Dataset rows
════════

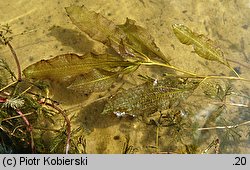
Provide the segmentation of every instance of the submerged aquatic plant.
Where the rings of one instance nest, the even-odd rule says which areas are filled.
[[[13,80],[4,81],[6,75],[0,77],[0,103],[3,108],[0,128],[12,143],[17,144],[24,139],[25,147],[30,145],[32,152],[39,153],[63,151],[86,153],[87,139],[83,136],[82,130],[85,125],[81,124],[82,121],[79,119],[81,116],[69,118],[69,111],[58,105],[60,101],[54,101],[49,97],[50,92],[55,88],[50,86],[50,83],[59,83],[67,90],[87,95],[107,92],[114,84],[120,83],[120,88],[116,91],[104,93],[101,98],[94,98],[90,104],[82,101],[83,109],[98,108],[97,101],[102,101],[103,107],[95,110],[98,113],[87,110],[91,112],[87,115],[90,117],[98,115],[103,118],[103,121],[104,117],[105,121],[109,119],[111,121],[114,115],[119,117],[116,119],[129,117],[130,122],[136,120],[146,129],[145,136],[155,136],[154,145],[150,144],[151,141],[148,139],[142,141],[146,142],[146,147],[141,147],[142,153],[208,153],[212,147],[216,147],[215,153],[219,153],[218,147],[220,142],[223,142],[219,133],[212,134],[216,139],[206,142],[205,139],[211,138],[206,137],[206,133],[197,135],[197,131],[216,129],[216,121],[226,114],[228,96],[232,94],[232,85],[229,82],[231,80],[249,82],[248,79],[199,75],[171,65],[170,60],[160,51],[149,32],[136,25],[131,19],[127,19],[122,25],[116,25],[84,6],[73,5],[67,7],[66,12],[80,31],[102,43],[106,51],[103,54],[91,52],[84,55],[62,54],[52,59],[41,60],[25,68],[24,77],[18,73],[17,78],[7,63],[2,61],[1,68]],[[189,28],[174,25],[173,30],[181,43],[193,45],[200,57],[217,61],[231,68],[219,50]],[[8,45],[9,39],[5,38],[5,33],[1,32],[1,42]],[[8,46],[16,59],[17,55],[12,46]],[[20,68],[18,62],[16,63]],[[151,66],[166,69],[162,69],[163,72],[157,79],[151,78],[147,73],[136,75],[138,69],[151,68]],[[154,70],[151,72],[154,73]],[[124,78],[126,76],[134,76],[141,83],[132,84],[126,81]],[[212,81],[218,79],[221,81],[217,83]],[[208,83],[211,86],[208,86]],[[219,104],[213,112],[209,113],[204,124],[200,124],[197,120],[199,108],[202,107],[200,101]],[[55,121],[57,113],[63,116],[63,121]],[[81,111],[78,115],[81,115]],[[23,122],[18,119],[20,117]],[[86,121],[89,119],[91,118],[86,118]],[[77,122],[80,126],[72,127],[72,122]],[[238,123],[238,125],[247,125],[248,122]],[[59,128],[54,128],[54,126],[58,127],[56,123],[59,123]],[[236,126],[229,128],[234,127]],[[44,142],[48,140],[44,138],[47,133],[51,138],[49,143]],[[16,139],[13,140],[12,136]],[[3,138],[4,135],[0,137]],[[122,152],[134,153],[135,150],[140,152],[139,147],[131,144],[132,139],[128,139],[126,138]]]

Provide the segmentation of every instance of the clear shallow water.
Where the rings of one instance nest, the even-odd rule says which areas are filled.
[[[12,44],[18,56],[20,56],[23,68],[31,63],[41,59],[48,59],[55,55],[69,52],[81,54],[90,51],[93,47],[98,48],[86,36],[79,33],[79,30],[71,23],[64,10],[64,7],[70,4],[84,4],[87,8],[102,13],[118,24],[124,23],[126,17],[136,20],[137,24],[151,32],[162,52],[172,59],[171,64],[173,65],[200,74],[206,74],[208,69],[205,66],[208,66],[216,74],[223,73],[229,75],[230,70],[219,64],[204,62],[204,60],[192,53],[191,47],[181,44],[176,39],[171,25],[174,23],[185,24],[194,32],[204,34],[216,41],[218,47],[224,51],[225,57],[232,61],[230,62],[231,65],[240,70],[242,77],[250,79],[249,3],[247,0],[240,2],[108,0],[95,1],[95,3],[88,0],[81,2],[73,0],[12,0],[0,2],[0,22],[9,23],[14,34],[17,34]],[[27,33],[18,35],[23,32]],[[0,49],[0,57],[5,58],[10,64],[14,64],[7,48]],[[200,63],[205,63],[205,66]],[[229,106],[230,115],[226,114],[224,117],[233,118],[235,123],[247,121],[250,119],[249,83],[236,81],[233,85],[247,97],[234,96],[229,101],[248,105],[248,107]],[[57,91],[57,93],[61,94],[60,91]],[[60,96],[57,97],[59,99],[66,98],[65,103],[69,100],[67,95],[61,98]],[[75,98],[76,101],[79,99],[78,96]],[[201,119],[201,122],[204,122],[207,114],[209,114],[206,110],[209,110],[209,108],[209,105],[206,106],[204,104],[204,108],[197,109],[199,111],[197,119]],[[91,133],[86,135],[87,151],[89,153],[120,153],[124,142],[128,138],[130,139],[130,145],[139,148],[139,153],[152,152],[150,149],[141,148],[155,144],[154,128],[147,128],[137,122],[120,122],[120,120],[115,118],[112,118],[112,120],[111,118],[99,118],[99,115],[92,114],[92,112],[90,115],[86,116],[84,114],[82,116],[90,119],[84,124],[91,131]],[[98,119],[98,123],[96,123],[96,119]],[[228,123],[234,124],[234,122]],[[218,134],[223,136],[225,133],[219,131]],[[166,134],[163,133],[162,135]],[[119,136],[119,140],[114,140],[115,136]],[[166,136],[163,138],[165,139]],[[222,137],[221,139],[225,138]],[[213,138],[210,139],[210,141],[212,140]],[[224,141],[232,142],[231,139],[225,139]],[[239,146],[242,149],[234,150],[233,142],[228,145],[225,142],[221,144],[224,153],[249,153],[249,128],[244,127],[242,129],[242,139],[239,141]],[[161,143],[163,146],[161,151],[171,151],[171,148],[164,148],[168,143],[169,141]],[[206,148],[207,145],[207,143],[204,144],[203,148]]]

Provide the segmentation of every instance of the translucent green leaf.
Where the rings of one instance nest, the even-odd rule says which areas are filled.
[[[116,72],[94,69],[78,76],[68,88],[86,93],[104,91],[111,87],[118,76]]]
[[[147,29],[136,25],[134,20],[127,18],[125,24],[119,25],[119,28],[126,34],[126,39],[123,40],[125,47],[127,46],[150,59],[161,59],[165,62],[169,61],[156,46],[154,38]]]
[[[112,21],[101,14],[89,11],[84,6],[72,5],[66,7],[66,12],[71,21],[94,40],[104,42],[107,37],[121,36],[123,34]]]
[[[112,96],[102,114],[150,115],[176,107],[180,101],[187,99],[196,87],[197,81],[183,82],[176,78],[163,79],[157,83],[148,81]]]
[[[112,71],[130,65],[134,65],[134,63],[118,60],[117,57],[108,54],[98,56],[92,53],[84,56],[63,54],[32,64],[23,73],[27,78],[66,81],[77,75],[88,73],[95,68]]]
[[[115,25],[101,14],[89,11],[84,6],[70,6],[66,8],[66,12],[81,31],[115,49],[123,56],[134,57],[134,59],[138,59],[137,57],[160,59],[168,62],[149,32],[135,25],[134,20],[127,19],[125,24]],[[126,52],[127,55],[124,55]]]

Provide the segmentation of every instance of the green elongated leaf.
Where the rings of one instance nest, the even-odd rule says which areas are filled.
[[[101,14],[89,11],[84,6],[70,6],[66,8],[66,12],[81,31],[115,49],[121,55],[125,52],[125,56],[134,59],[150,58],[168,62],[156,46],[153,37],[146,29],[135,25],[134,20],[127,19],[125,24],[115,25]],[[121,46],[124,46],[122,51]],[[140,57],[136,58],[138,56]]]
[[[105,42],[107,37],[122,38],[123,32],[110,20],[84,6],[66,7],[66,12],[81,31],[97,41]],[[120,37],[121,36],[121,37]]]
[[[101,92],[110,88],[118,76],[116,72],[93,69],[91,72],[78,76],[68,88],[86,93]]]
[[[134,20],[128,19],[125,24],[119,25],[126,34],[124,40],[125,46],[130,47],[133,51],[147,56],[150,59],[161,59],[169,62],[160,49],[155,44],[154,38],[150,35],[147,29],[135,24]]]
[[[66,81],[77,75],[88,73],[95,68],[112,71],[130,65],[134,65],[134,63],[121,61],[108,54],[98,56],[92,53],[84,56],[63,54],[32,64],[23,73],[27,78]]]

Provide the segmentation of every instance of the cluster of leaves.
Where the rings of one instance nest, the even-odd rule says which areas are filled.
[[[171,65],[149,32],[136,25],[133,20],[127,19],[124,24],[115,25],[101,14],[89,11],[84,6],[70,6],[66,8],[66,12],[72,23],[82,32],[106,47],[105,53],[86,53],[82,56],[71,53],[38,61],[23,70],[25,79],[21,83],[16,82],[15,78],[12,81],[14,83],[8,85],[11,82],[5,82],[6,76],[1,75],[0,85],[3,88],[0,91],[2,100],[0,127],[4,134],[9,139],[13,139],[12,135],[15,134],[19,140],[26,141],[26,145],[22,146],[34,145],[36,150],[42,153],[63,152],[65,143],[66,153],[68,150],[72,153],[86,153],[86,140],[82,136],[82,128],[72,130],[71,121],[64,110],[55,105],[53,100],[44,97],[48,89],[46,85],[44,86],[44,82],[62,83],[69,90],[93,94],[109,90],[114,83],[122,80],[124,75],[133,75],[140,67],[158,66],[159,69],[162,67],[166,69],[165,74],[158,75],[157,79],[151,78],[148,74],[140,75],[136,77],[137,80],[143,78],[143,82],[139,85],[131,85],[127,89],[120,88],[114,94],[105,94],[104,106],[98,114],[100,117],[114,114],[118,117],[132,117],[146,126],[156,128],[154,148],[157,152],[167,150],[178,153],[201,153],[202,148],[199,147],[205,140],[203,136],[197,137],[196,134],[199,124],[195,119],[197,103],[194,102],[194,98],[220,102],[216,111],[211,113],[207,122],[203,124],[203,128],[207,128],[224,113],[226,96],[231,94],[230,86],[223,87],[226,81],[209,87],[201,84],[212,78],[248,80],[240,77],[201,76]],[[230,67],[227,61],[221,59],[218,50],[205,43],[187,27],[175,25],[173,30],[182,43],[193,45],[196,53],[204,59],[218,61]],[[1,63],[1,68],[7,71],[10,77],[14,77],[7,64],[4,61]],[[179,75],[170,70],[183,74]],[[95,101],[88,107],[97,107]],[[196,109],[193,109],[194,107]],[[17,113],[22,119],[16,119]],[[59,130],[50,129],[53,131],[53,135],[50,134],[52,139],[45,145],[41,136],[49,128],[40,126],[37,129],[42,132],[37,132],[31,129],[31,127],[34,129],[31,125],[39,125],[39,121],[40,124],[41,122],[47,124],[47,121],[53,124],[55,122],[52,116],[55,113],[60,113],[64,121],[60,124]],[[160,114],[160,118],[157,113]],[[90,116],[91,114],[96,115],[88,113]],[[147,121],[148,118],[151,120]],[[53,126],[55,125],[49,125]],[[160,136],[167,142],[159,141]],[[218,140],[213,140],[211,146],[217,147],[217,144]],[[131,147],[128,143],[125,144],[123,152],[136,150]],[[31,148],[34,151],[34,147]],[[206,152],[207,150],[209,149],[206,149]]]

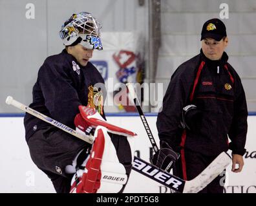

════════

**Task directions**
Identify each line in the entries above that contains the word "leaf" and copy those lines.

**Solution to this exercise**
Provide the segmentation of every instance of the translucent green leaf.
Provide the segmentation of every instance of the green elongated leaf.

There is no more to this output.